## Task to complete
Although the entries hold pictures, only their words are printed back, exactly as given.

Segment Start: Supplied records

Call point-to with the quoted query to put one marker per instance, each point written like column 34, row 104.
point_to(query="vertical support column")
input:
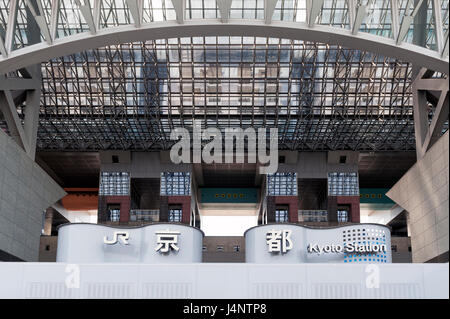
column 332, row 209
column 164, row 209
column 48, row 221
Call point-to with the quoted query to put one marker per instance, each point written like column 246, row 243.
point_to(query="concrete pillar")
column 48, row 221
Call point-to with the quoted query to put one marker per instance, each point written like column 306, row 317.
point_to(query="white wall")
column 224, row 281
column 25, row 191
column 423, row 192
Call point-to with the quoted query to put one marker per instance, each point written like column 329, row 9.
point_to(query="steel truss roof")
column 130, row 96
column 319, row 96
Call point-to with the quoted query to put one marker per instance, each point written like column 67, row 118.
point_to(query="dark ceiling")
column 82, row 169
column 383, row 170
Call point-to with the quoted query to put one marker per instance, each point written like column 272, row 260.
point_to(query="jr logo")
column 118, row 235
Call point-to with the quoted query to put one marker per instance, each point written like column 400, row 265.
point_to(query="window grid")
column 282, row 184
column 343, row 184
column 175, row 215
column 312, row 216
column 114, row 215
column 282, row 215
column 114, row 184
column 176, row 183
column 342, row 216
column 144, row 215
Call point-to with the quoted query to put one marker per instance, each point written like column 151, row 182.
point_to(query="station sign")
column 229, row 195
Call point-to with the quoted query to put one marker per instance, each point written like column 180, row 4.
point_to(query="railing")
column 137, row 215
column 312, row 216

Segment End: Supplied records

## Answer to this exercise
Call point-to with the quoted query to put one marker per instance, each point written like column 34, row 104.
point_to(query="vertical support column")
input:
column 332, row 209
column 164, row 209
column 48, row 221
Call point-to with the quoted query to put one marker per instance, each point written like column 246, row 243.
point_to(query="concrete pillar")
column 48, row 221
Call point-to with the quoted query to put one marker per instance, each point written like column 306, row 317.
point_to(query="white wall")
column 224, row 281
column 25, row 191
column 423, row 192
Call point-to with the quoted query to put one marker per instance, each point written like column 329, row 9.
point_to(query="steel truss roof")
column 130, row 96
column 319, row 96
Call point-to with the quoted query to put one marker per instance, each point written like column 67, row 118.
point_to(query="dark ceiling")
column 82, row 169
column 383, row 170
Call point-to with the quoted query to put one marker per instance, each point written like column 272, row 260.
point_to(query="jr logo")
column 118, row 235
Call point-to with the quoted query to put one marker per instance, each point written like column 400, row 265.
point_to(query="window grid")
column 282, row 184
column 343, row 184
column 175, row 215
column 312, row 216
column 114, row 215
column 282, row 215
column 114, row 184
column 176, row 183
column 342, row 216
column 144, row 215
Call point-to with the quoted query to put one marker per instance, each point written like column 151, row 182.
point_to(query="station sign")
column 229, row 195
Call point-to with the quoted query to put one marker per instance, each point written like column 180, row 4.
point_to(query="railing")
column 137, row 215
column 312, row 216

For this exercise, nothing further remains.